Work to do: Rescale the material starting at the line that contains "Return a box around each green shrub." and ending after the line that contains "[271,296,397,327]", and reproduce only those lines, both ends included. Keep every request line as it is, and multiply each bounding-box coordinate in the answers by 2.6, rounding to the nearest whole number with halves rounded up.

[start]

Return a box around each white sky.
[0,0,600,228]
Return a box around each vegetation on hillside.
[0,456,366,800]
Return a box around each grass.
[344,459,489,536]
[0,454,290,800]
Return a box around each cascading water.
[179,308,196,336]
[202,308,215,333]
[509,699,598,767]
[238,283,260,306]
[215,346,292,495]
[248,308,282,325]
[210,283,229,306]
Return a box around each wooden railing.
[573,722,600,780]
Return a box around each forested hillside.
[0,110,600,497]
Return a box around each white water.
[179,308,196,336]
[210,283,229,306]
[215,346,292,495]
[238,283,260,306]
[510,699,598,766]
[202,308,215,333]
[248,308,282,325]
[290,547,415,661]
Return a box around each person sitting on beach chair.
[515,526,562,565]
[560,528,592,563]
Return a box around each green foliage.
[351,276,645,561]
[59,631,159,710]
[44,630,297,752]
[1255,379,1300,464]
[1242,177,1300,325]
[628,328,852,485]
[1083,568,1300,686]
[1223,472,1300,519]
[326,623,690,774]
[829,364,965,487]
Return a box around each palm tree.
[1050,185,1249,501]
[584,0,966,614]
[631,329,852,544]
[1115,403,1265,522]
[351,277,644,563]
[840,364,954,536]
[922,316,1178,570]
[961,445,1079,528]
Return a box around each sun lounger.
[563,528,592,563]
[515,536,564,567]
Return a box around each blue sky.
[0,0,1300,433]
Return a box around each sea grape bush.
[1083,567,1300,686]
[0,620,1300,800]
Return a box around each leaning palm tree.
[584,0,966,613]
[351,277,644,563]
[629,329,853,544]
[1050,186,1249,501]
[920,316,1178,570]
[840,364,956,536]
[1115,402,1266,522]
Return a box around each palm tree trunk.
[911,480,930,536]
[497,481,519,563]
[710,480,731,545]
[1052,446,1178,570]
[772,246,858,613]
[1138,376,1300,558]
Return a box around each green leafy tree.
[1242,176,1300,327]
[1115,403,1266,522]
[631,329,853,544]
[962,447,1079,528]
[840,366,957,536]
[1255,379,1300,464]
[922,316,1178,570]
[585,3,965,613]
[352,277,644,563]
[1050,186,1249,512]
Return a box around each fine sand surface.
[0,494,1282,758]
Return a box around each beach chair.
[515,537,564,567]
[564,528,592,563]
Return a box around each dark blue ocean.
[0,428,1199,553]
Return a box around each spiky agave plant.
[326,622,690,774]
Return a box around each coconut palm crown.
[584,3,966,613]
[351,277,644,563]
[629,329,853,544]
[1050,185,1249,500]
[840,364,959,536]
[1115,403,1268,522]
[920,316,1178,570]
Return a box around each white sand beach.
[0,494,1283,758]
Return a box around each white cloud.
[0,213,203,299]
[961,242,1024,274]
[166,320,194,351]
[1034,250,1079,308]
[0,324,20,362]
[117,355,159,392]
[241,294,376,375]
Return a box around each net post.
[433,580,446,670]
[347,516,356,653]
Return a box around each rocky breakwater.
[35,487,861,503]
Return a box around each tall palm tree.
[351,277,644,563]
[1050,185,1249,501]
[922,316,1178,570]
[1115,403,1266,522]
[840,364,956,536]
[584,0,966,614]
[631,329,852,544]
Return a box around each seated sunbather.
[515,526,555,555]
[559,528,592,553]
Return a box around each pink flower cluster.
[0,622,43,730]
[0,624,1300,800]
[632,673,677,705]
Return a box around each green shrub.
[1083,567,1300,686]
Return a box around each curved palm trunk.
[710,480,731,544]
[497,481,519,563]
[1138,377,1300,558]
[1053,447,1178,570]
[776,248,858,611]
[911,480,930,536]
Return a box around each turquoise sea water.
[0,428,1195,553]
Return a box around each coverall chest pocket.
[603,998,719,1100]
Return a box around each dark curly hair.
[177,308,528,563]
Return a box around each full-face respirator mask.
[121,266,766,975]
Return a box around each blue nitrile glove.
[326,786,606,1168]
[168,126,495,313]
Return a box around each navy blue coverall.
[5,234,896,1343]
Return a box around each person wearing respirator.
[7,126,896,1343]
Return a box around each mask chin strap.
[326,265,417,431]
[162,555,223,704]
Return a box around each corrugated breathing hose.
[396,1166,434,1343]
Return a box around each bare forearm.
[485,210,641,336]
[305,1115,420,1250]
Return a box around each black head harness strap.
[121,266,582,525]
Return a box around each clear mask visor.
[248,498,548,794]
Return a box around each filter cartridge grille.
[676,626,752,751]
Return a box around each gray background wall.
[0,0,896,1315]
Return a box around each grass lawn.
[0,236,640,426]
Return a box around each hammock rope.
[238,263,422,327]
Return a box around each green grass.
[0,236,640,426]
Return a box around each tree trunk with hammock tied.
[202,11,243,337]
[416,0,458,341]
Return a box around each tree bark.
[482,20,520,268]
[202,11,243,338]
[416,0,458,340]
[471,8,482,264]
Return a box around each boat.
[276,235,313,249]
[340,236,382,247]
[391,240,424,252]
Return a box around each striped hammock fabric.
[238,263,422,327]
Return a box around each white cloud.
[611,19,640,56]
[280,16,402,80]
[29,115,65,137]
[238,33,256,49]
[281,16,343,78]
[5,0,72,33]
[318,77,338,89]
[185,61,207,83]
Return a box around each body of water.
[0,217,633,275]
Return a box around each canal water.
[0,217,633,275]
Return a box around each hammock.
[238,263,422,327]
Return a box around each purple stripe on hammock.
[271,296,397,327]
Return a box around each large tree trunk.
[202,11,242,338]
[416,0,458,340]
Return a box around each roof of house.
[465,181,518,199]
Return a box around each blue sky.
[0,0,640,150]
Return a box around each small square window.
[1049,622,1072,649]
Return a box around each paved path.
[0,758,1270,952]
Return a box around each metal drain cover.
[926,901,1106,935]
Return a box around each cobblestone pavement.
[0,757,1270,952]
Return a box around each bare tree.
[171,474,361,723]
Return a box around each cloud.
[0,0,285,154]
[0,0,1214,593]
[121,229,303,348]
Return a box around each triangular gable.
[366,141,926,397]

[end]

Exercise answer:
Return a box around each green shrub.
[2816,1474,3380,1784]
Return a box around each curved palm trunk.
[1846,1248,1901,1414]
[1292,1251,1349,1464]
[2959,980,3380,1451]
[2738,1162,3063,1482]
[2018,645,2231,1589]
[2369,1248,2418,1394]
Return a box around each turquoise sea water.
[0,1113,3107,1438]
Return a box around each coverall chest pocket.
[1568,2595,1869,2860]
Return a box around each dark curly hair.
[460,801,1373,1464]
Return a box around each full-face respirator mask.
[315,692,1992,2535]
Return a box around each blue nitrile glove.
[848,2044,1576,3037]
[437,328,1287,814]
Return a box around each navy blue coverall.
[13,608,2330,3492]
Return a box around each person wearing respirator.
[18,328,2330,3492]
Return a box around each mask chin strap.
[848,689,1084,1121]
[421,1443,580,1830]
Return a box around each corrugated breathing hose.
[1030,3032,1128,3492]
Return a box around each bare forearm.
[1261,546,1667,874]
[793,2899,1092,3250]
Return a box around each black head harness strap.
[315,692,1513,1365]
Return a box around each clear mask visor.
[645,1295,1425,2064]
Return a box around each filter cartridge grille.
[1758,1628,1955,1953]
Return a box around each gray background wall.
[0,0,2330,3419]
Return a box around each grass lawn.
[0,614,1664,1108]
Return a box around each hammock rope.
[619,684,1097,850]
Return a box around each green grass.
[0,614,1664,1108]
Return a box around each tree trunk with hammock tied.
[525,29,632,876]
[1082,0,1191,887]
Return a box around each tree bark.
[1253,52,1352,697]
[525,29,632,879]
[1082,0,1191,884]
[1225,21,1253,686]
Return a box around each boat.
[718,611,814,647]
[884,614,993,642]
[1017,624,1102,655]
Return a box around each striped hammock fabric.
[619,684,1097,850]
Return a box around each white cloud.
[1589,49,1664,146]
[728,42,1045,208]
[75,299,169,356]
[619,86,666,127]
[731,42,892,203]
[13,0,187,86]
[827,200,879,231]
[481,159,538,216]
Return a box around each body of water.
[0,564,1646,715]
Return a box around each canal water.
[0,564,1646,715]
Return a box around each hammock.
[619,684,1097,850]
Return a box around each purple stripe on hammock.
[705,770,1032,850]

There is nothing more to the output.